* [What you need to do]: Copy each line of the entries that includes the word "tint".

* [Data extracts]:
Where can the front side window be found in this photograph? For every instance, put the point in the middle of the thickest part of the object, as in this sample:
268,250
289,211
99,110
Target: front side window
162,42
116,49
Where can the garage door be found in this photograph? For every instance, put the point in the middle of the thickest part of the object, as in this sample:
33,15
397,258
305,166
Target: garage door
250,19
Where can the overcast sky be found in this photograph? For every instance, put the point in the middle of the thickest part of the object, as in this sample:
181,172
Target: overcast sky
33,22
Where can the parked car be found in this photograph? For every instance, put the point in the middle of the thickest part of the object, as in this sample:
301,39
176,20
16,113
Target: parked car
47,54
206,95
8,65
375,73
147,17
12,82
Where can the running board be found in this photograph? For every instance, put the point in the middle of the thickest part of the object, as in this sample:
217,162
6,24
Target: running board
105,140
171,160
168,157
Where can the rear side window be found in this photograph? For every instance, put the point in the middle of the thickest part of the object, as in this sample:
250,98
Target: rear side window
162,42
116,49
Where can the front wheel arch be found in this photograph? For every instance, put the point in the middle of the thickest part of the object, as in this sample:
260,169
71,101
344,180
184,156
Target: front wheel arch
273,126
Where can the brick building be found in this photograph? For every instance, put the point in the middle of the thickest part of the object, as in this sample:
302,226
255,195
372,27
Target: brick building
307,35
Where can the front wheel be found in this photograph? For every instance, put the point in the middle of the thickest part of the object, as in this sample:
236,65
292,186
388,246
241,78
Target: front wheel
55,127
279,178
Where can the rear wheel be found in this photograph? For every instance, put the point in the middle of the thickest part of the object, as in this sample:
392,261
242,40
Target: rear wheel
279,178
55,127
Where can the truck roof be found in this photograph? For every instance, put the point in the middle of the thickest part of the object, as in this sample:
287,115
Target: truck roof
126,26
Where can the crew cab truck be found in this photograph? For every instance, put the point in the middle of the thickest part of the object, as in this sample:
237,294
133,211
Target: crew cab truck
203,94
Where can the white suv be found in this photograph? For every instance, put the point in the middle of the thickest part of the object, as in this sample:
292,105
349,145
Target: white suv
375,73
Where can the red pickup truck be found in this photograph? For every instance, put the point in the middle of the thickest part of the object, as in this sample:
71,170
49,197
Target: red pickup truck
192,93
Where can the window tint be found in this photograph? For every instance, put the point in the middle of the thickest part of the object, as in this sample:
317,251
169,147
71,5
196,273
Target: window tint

* [Answer to the problem]:
Where can the window tint be found in this photograph? For every instance, put the point in the middle of the thickest part of the object, as in this sample:
Target: window tint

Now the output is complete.